## TASK DATA
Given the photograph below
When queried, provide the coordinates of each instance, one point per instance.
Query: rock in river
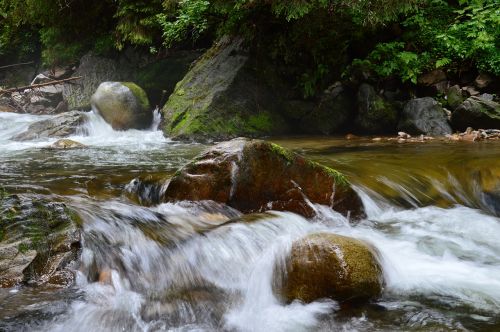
(424, 116)
(124, 105)
(476, 112)
(38, 240)
(254, 175)
(62, 125)
(325, 265)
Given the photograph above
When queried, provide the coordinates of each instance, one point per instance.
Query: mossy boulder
(38, 241)
(66, 144)
(224, 96)
(333, 113)
(124, 105)
(477, 113)
(424, 116)
(255, 176)
(375, 114)
(325, 265)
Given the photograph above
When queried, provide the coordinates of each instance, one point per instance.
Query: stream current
(433, 214)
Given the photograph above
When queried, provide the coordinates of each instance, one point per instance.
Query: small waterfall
(156, 119)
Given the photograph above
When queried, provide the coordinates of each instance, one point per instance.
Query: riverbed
(432, 213)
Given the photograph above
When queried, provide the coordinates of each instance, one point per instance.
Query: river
(433, 214)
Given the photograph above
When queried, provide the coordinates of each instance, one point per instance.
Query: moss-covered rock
(375, 114)
(325, 265)
(123, 105)
(477, 113)
(333, 113)
(255, 176)
(222, 97)
(66, 144)
(424, 116)
(38, 239)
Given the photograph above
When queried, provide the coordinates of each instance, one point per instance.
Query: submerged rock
(256, 176)
(424, 116)
(223, 97)
(325, 265)
(62, 125)
(375, 115)
(478, 113)
(124, 105)
(38, 241)
(66, 144)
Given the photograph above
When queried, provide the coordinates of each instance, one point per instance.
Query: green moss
(23, 248)
(281, 151)
(261, 122)
(139, 93)
(340, 179)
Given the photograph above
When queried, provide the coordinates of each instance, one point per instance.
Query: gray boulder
(124, 105)
(375, 115)
(224, 96)
(477, 113)
(94, 70)
(62, 125)
(424, 116)
(38, 241)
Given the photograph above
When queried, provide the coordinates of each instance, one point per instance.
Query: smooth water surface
(432, 213)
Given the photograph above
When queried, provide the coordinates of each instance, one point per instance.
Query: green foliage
(187, 21)
(137, 22)
(439, 35)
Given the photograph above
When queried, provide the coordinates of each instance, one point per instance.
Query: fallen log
(35, 86)
(17, 65)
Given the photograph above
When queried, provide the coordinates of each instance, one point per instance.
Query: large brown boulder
(325, 265)
(254, 175)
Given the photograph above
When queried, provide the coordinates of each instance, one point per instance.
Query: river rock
(223, 96)
(255, 176)
(325, 265)
(432, 77)
(424, 116)
(454, 97)
(66, 144)
(478, 113)
(38, 241)
(62, 125)
(124, 105)
(334, 112)
(375, 115)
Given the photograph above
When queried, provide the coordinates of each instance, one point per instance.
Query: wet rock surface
(124, 105)
(62, 125)
(223, 97)
(255, 176)
(424, 116)
(325, 265)
(476, 112)
(66, 144)
(38, 241)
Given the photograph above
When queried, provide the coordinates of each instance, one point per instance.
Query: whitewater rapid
(176, 267)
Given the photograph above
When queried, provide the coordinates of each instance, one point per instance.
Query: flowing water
(433, 214)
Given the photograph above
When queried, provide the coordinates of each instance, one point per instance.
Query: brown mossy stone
(256, 176)
(325, 265)
(38, 239)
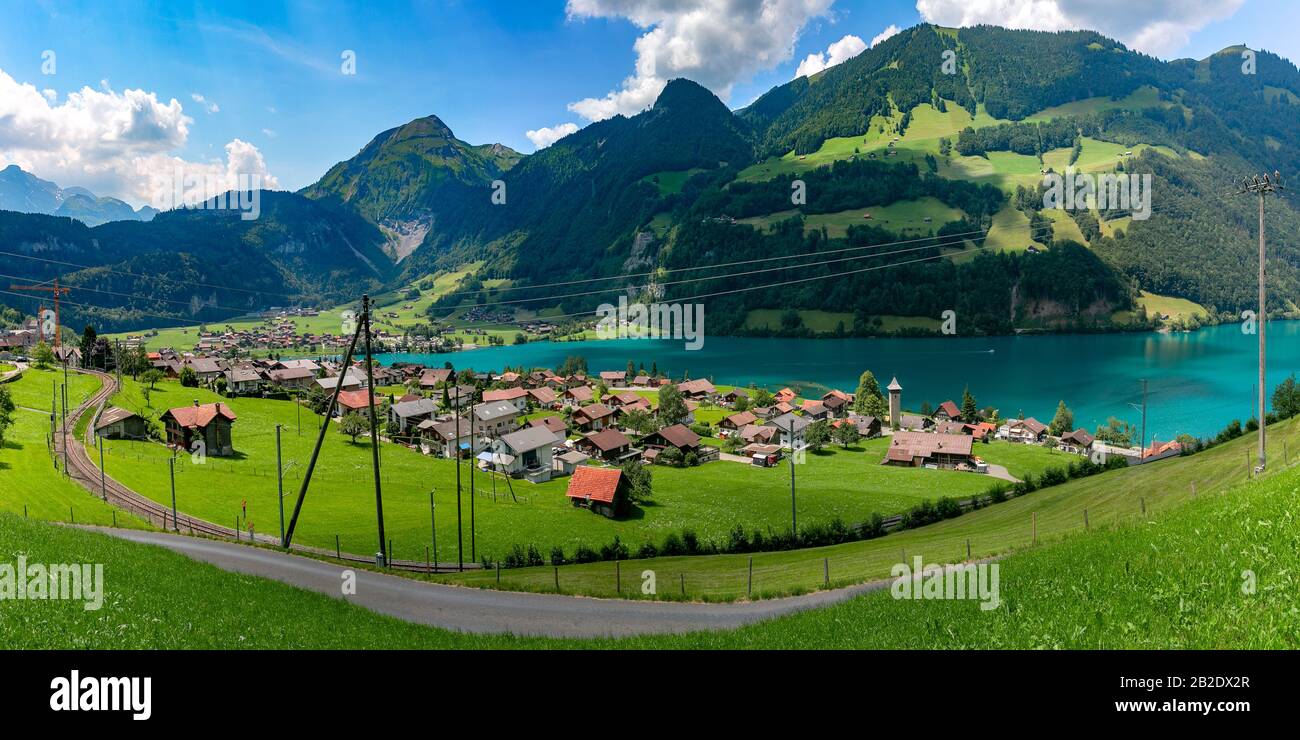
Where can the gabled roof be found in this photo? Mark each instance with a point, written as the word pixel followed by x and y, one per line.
pixel 528 438
pixel 609 440
pixel 594 484
pixel 505 394
pixel 199 416
pixel 679 436
pixel 494 410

## WORK TO COMPLETE
Retype every record as it stands. None of the pictures should appear.

## ANSWER FOR THE TASK
Given the photograph below
When queried, provide the coordinates of each instance, one point per instance.
Query: rock in river
(424, 116)
(124, 105)
(476, 112)
(38, 240)
(254, 175)
(62, 125)
(325, 265)
Given the photograph above
When queried, provide the coordinates of each instance, one point per instance.
Query: mossy boulder
(38, 241)
(66, 144)
(224, 96)
(333, 113)
(124, 105)
(477, 113)
(424, 116)
(255, 176)
(375, 114)
(325, 265)
Given the photograph above
When queried, provide the coordinates of each instance, one point per instance.
Query: stream current
(433, 214)
Given the photograph above
When queried, provide the coordinates of each instance, one point per instance.
Query: small waterfall
(156, 119)
Given the photograph above
When queried, provide the coordinates of each instance, one point per instance.
Query: riverbed
(432, 213)
Given the photograph above
When queried, provide the coordinates of each instance, one point per instance.
Query: river
(433, 214)
Given the photograph above
When queried, provide the coordinates of each instance, one point per instance.
Query: moss-covered rock
(375, 114)
(325, 265)
(123, 105)
(477, 113)
(333, 113)
(255, 176)
(222, 97)
(66, 144)
(424, 116)
(38, 239)
Given the photograph above
When queried, provide the coordinates of each instance, one point per instance.
Query: submerged rock
(256, 176)
(424, 116)
(223, 97)
(325, 265)
(62, 125)
(375, 115)
(478, 113)
(124, 105)
(38, 241)
(66, 144)
Given the photograph above
When queried, provide the coordinates of each instance, one point per instance.
Query: green moss
(23, 248)
(281, 151)
(261, 122)
(139, 93)
(340, 179)
Given the photograph above
When queried, provide the coordinates of each instance, one point per instance.
Query: gray boulder
(124, 105)
(375, 115)
(224, 96)
(477, 113)
(94, 70)
(62, 125)
(424, 116)
(38, 241)
Given the photograph above
When queried, provide the coordinates of each instance, one point per instance.
Query: smooth water surface
(432, 213)
Given the photograph above
When queried, provide the coordinates of each instance, one point per instance.
Query: green foliage
(187, 21)
(137, 22)
(439, 35)
Given the photograph above
When queried, provide the coordinates of each instance, one point per instance.
Query: fallen log
(35, 86)
(17, 65)
Given the photograph above
When queried, provide the coordinates of each instance, one point per instance.
Query: large brown boulder
(325, 265)
(254, 175)
Given the photograph above
When queried, provide the coordinates of each instance, one point per instance.
Query: river rock
(223, 96)
(255, 176)
(325, 265)
(432, 77)
(424, 116)
(454, 97)
(66, 144)
(478, 113)
(38, 241)
(62, 125)
(124, 105)
(334, 112)
(375, 115)
Given the photograph above
When queried, provide the coordinates of each instance, one point per instance.
Query: wet rock surface
(124, 105)
(62, 125)
(223, 97)
(255, 176)
(424, 116)
(325, 265)
(476, 112)
(66, 144)
(38, 241)
Given the photograph above
When queried, provide the coordinates of each instance, one point per instance.
Query: whitewater rapid
(176, 267)
Given the photograph above
When queried, provide the coordinates of each instance, one point per instance.
Query: flowing water
(433, 214)
Given the photograph above
When queried, provide the coordinates of each instance, one point per instance.
Query: brown mossy stone
(256, 176)
(325, 265)
(38, 239)
Where can the gabled roof be found in this photo? Mark each instance with a point, written as the word pixel followed by x and y, one per line.
pixel 528 438
pixel 609 440
pixel 594 484
pixel 505 394
pixel 199 416
pixel 679 436
pixel 494 410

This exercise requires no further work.